• **Dataset entries**:
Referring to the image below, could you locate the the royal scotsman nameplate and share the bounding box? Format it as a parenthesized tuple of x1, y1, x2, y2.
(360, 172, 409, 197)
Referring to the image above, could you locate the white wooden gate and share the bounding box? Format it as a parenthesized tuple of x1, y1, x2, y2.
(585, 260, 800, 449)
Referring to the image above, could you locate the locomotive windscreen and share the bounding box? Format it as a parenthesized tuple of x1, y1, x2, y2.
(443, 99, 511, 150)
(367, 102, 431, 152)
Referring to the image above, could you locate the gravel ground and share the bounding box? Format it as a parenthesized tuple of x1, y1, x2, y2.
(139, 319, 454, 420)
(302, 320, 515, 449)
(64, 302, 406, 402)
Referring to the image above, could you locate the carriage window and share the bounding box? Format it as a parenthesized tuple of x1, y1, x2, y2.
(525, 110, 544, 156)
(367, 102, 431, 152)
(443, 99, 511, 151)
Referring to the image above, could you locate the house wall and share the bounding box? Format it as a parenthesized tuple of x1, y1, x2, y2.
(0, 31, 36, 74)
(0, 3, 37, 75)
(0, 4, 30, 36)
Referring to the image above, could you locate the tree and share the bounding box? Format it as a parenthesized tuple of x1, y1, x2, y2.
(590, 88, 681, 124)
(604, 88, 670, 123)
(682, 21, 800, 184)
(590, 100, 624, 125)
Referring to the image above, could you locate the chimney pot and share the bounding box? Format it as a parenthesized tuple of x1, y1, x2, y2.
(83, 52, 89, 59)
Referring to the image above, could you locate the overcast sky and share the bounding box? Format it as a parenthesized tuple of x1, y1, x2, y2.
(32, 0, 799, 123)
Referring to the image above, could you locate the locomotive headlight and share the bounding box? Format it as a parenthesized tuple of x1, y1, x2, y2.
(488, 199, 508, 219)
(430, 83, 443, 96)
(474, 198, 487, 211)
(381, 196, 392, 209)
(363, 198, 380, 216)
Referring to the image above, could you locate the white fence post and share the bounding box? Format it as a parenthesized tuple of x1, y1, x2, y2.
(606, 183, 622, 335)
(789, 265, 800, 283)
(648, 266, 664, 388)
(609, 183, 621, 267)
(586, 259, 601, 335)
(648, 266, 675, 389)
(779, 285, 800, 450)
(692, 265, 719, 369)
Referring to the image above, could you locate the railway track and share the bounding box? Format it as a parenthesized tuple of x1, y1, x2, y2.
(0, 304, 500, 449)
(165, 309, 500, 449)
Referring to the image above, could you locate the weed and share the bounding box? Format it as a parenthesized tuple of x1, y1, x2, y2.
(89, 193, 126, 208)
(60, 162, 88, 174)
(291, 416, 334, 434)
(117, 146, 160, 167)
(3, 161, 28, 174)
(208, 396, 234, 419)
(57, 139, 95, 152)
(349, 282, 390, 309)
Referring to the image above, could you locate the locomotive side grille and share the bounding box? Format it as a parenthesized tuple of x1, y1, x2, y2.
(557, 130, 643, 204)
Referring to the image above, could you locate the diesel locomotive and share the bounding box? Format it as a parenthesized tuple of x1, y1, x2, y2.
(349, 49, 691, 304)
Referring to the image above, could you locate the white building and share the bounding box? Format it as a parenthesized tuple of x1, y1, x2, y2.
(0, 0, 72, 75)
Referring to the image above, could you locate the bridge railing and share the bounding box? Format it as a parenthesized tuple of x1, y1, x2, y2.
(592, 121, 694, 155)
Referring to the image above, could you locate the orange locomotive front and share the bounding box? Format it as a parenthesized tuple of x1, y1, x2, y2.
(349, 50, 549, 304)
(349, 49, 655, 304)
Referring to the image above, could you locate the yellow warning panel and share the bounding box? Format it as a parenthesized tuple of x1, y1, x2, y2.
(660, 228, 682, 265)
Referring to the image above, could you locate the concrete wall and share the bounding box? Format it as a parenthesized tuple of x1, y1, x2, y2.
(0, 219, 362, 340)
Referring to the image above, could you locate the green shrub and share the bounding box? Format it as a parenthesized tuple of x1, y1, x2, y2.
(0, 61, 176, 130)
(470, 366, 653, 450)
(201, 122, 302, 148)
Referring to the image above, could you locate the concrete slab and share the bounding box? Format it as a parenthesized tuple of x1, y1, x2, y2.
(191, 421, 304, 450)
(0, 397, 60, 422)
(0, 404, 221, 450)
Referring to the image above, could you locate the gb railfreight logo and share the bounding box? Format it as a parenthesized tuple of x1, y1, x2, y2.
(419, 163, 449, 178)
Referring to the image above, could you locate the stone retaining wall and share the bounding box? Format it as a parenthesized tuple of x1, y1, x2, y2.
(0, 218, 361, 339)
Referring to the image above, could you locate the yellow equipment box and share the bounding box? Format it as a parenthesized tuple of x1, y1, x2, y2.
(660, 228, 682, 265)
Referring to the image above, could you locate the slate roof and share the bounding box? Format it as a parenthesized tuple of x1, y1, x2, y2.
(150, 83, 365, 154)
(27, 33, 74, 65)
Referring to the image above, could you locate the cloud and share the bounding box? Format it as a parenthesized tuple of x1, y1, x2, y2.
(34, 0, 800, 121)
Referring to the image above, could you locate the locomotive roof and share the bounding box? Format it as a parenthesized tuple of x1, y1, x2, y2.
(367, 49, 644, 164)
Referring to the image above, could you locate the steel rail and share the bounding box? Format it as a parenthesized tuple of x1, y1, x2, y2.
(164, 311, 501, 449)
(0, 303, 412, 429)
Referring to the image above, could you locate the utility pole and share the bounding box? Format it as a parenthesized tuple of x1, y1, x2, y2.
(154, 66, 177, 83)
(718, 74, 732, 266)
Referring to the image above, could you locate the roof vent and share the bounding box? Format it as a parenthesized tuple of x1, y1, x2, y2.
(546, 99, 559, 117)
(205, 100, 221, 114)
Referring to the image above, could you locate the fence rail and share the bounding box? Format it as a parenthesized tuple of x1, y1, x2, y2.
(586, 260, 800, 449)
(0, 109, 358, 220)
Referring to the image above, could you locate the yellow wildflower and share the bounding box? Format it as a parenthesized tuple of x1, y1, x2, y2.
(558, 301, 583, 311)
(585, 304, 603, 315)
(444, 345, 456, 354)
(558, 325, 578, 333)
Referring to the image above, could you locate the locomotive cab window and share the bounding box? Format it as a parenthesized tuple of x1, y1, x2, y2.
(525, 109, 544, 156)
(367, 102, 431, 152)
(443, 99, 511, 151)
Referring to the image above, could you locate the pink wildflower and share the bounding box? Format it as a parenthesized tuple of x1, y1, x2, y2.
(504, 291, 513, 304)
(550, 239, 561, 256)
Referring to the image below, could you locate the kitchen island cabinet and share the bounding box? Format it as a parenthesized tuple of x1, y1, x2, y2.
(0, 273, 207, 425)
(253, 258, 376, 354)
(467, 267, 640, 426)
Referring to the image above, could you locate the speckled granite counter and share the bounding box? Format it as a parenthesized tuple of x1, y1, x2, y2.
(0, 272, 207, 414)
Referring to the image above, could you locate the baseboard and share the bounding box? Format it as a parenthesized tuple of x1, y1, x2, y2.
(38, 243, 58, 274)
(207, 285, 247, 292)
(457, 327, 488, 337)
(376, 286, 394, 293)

• **Your instructions**:
Nothing before the line holding "Referring to the image above, could you locate the speckled" belongs in the answer. Repeat that line and the rest of the listing exactly.

• **Reply to the task**:
Referring to the image above, could you locate the speckled granite counter and share the bounding box? Format it as a parenthesized tuple of x1, y1, x2, y2.
(0, 272, 207, 414)
Referring to the image above, could you locate the baseboard and share the bounding box? Format it as a parenthesized tuple of x1, y1, x2, y2.
(38, 243, 58, 274)
(207, 285, 247, 292)
(457, 327, 488, 337)
(376, 286, 394, 293)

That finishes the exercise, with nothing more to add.